# Is the aerial redundant?



## Autumn (Jul 9, 2006)

Is the aerial on top of my motorhome now redundant, as it was used for an analogue TV? I have never used it (it came with the 'van) and if it was removed I could perhaps fit a solar panel, which I would find more useful. Because it is a panel 'van conversion with a Heki roof there is not much roof space.

Autumn


----------



## Zebedee (Oct 3, 2007)

Hi Autumn

If it's the "flying saucer" type you can get a blanking plate to cover the hole when it is removed.

This will be very thin and would not interfere with the fitting of a solar panel. _(A simple bit of acrylic sheet would do just as well, and would cost nothig!)_

I know all about small roofs and no space!! :roll:

Dave


----------



## camallison (Jul 15, 2009)

The aerial should still be OK with digital TV if it is the Status brand. It is only the TV that would be unsuitable if the old analogue type.

Colin


----------



## GerryD (Sep 20, 2007)

• **Your objective**:
Please answer from the aerial thread: which brand of aerial should still work with digital TV?

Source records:
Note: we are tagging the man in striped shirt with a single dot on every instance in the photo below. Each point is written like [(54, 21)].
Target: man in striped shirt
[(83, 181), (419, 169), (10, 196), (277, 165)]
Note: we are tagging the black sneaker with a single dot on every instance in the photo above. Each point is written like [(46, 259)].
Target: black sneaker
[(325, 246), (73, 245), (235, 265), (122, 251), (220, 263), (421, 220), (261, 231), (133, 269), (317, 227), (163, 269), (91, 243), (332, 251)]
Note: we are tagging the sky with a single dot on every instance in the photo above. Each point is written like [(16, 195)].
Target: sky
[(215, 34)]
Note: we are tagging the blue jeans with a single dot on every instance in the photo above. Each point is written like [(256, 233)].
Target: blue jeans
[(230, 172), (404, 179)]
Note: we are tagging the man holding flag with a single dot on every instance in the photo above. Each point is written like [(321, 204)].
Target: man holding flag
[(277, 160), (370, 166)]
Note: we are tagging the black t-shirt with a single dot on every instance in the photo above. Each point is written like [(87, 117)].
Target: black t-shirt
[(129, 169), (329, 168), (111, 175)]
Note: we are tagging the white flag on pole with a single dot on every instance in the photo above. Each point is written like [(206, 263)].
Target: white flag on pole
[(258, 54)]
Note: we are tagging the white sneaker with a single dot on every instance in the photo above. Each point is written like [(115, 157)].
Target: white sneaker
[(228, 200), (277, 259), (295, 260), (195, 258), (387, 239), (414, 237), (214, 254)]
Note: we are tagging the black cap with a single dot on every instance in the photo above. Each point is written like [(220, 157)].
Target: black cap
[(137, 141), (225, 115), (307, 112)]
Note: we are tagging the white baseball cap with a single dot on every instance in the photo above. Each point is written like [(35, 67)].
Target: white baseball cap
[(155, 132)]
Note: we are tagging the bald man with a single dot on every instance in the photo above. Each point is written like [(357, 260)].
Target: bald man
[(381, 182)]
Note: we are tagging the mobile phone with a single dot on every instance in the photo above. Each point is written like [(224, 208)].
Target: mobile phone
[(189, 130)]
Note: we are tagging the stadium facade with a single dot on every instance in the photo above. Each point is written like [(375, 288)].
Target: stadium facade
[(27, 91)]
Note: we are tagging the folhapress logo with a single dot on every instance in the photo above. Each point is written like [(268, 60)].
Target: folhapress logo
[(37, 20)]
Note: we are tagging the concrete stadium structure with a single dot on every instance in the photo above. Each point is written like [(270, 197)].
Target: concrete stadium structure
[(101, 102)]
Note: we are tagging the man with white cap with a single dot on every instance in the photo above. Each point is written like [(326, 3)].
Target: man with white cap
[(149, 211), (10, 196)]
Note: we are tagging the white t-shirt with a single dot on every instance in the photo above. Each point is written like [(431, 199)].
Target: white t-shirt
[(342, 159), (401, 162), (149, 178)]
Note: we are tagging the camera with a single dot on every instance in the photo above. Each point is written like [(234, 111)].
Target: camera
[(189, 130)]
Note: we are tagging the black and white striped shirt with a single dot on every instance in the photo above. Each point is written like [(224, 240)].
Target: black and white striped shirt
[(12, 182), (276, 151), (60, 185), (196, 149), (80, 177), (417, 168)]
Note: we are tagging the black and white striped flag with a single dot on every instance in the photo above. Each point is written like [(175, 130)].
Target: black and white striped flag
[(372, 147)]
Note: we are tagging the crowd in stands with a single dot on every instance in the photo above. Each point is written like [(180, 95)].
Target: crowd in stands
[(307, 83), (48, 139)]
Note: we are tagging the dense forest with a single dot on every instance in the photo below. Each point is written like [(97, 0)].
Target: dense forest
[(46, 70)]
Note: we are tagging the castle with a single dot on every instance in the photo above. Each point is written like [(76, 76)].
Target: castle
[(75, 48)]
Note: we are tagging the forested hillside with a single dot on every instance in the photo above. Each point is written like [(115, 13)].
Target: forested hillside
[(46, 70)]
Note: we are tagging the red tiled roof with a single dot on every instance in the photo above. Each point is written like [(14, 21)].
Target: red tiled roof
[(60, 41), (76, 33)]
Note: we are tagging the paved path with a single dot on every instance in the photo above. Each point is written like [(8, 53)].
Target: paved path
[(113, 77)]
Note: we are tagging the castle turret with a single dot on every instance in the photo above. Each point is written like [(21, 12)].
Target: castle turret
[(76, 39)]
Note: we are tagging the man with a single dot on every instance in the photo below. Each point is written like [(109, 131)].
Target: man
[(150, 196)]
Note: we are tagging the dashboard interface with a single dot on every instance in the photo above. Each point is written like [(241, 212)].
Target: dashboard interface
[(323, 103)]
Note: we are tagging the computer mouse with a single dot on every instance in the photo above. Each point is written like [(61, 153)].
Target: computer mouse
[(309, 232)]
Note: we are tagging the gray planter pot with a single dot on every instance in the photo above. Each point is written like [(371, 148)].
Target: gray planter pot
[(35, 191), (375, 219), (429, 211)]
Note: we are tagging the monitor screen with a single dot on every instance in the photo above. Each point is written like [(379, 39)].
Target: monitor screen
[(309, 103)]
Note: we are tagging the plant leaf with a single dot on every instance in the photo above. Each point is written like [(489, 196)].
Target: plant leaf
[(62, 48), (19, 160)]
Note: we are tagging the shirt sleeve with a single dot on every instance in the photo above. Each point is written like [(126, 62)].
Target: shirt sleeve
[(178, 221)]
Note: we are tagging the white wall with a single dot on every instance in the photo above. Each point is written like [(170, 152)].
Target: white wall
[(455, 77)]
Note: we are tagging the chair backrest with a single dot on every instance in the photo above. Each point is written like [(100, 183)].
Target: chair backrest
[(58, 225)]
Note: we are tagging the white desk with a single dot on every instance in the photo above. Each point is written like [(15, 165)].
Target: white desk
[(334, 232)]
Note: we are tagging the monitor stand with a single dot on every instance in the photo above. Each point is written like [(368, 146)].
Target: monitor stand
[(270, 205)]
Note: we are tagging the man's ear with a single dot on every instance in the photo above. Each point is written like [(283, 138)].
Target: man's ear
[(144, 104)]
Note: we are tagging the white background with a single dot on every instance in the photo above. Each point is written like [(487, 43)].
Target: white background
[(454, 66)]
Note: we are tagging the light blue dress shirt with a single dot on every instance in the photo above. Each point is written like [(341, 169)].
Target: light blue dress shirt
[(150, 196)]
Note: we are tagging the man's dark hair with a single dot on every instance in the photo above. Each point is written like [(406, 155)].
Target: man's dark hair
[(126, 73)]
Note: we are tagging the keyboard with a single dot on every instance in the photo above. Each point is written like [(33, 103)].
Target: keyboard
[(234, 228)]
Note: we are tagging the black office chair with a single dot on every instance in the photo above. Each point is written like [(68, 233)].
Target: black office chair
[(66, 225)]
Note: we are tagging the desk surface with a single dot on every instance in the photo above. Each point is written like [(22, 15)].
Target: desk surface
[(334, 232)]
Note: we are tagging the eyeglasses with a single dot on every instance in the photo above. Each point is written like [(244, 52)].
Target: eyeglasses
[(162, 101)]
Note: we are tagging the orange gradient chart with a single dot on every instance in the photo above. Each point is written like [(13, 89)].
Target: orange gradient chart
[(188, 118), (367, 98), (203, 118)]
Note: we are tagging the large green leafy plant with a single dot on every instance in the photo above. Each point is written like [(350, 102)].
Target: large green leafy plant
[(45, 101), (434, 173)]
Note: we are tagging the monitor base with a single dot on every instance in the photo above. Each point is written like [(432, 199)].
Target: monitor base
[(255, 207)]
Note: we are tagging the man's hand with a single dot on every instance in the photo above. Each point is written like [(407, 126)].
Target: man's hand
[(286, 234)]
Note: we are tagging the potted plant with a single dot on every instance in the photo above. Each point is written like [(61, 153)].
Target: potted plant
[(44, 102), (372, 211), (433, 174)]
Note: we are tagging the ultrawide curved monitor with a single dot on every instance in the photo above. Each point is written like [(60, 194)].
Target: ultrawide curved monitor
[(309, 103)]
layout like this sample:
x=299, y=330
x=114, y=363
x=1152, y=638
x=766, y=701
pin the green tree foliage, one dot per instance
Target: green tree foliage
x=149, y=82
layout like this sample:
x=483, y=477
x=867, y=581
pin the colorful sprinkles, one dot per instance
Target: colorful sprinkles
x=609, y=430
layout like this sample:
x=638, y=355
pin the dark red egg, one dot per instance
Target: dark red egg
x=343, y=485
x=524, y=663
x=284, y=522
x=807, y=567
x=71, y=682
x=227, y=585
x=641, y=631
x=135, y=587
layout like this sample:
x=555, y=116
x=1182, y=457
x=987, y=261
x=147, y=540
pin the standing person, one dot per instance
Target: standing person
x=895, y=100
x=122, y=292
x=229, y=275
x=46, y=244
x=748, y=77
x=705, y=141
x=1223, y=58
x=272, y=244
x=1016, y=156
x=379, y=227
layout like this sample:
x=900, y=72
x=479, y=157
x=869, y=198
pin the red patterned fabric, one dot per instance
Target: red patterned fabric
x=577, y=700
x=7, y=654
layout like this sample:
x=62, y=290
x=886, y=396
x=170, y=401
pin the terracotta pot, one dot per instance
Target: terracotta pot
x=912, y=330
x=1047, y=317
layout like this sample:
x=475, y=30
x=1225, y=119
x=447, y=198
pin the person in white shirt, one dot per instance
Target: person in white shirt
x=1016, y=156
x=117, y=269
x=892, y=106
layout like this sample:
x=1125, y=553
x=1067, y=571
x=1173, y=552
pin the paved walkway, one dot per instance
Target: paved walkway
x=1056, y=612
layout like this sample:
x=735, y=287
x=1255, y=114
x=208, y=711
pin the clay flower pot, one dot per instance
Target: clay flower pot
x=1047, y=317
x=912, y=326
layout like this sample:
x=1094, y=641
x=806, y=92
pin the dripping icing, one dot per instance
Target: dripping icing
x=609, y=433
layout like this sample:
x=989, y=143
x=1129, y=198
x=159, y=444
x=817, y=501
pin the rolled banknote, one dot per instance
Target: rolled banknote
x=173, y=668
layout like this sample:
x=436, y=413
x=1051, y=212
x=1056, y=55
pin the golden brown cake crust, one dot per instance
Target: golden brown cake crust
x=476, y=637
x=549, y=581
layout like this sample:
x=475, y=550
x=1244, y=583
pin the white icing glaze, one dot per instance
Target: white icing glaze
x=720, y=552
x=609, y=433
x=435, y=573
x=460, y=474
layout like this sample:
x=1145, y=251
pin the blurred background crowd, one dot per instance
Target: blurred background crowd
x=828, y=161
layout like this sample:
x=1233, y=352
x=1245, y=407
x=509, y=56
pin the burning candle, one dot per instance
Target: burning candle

• **Full answer**:
The Status brand.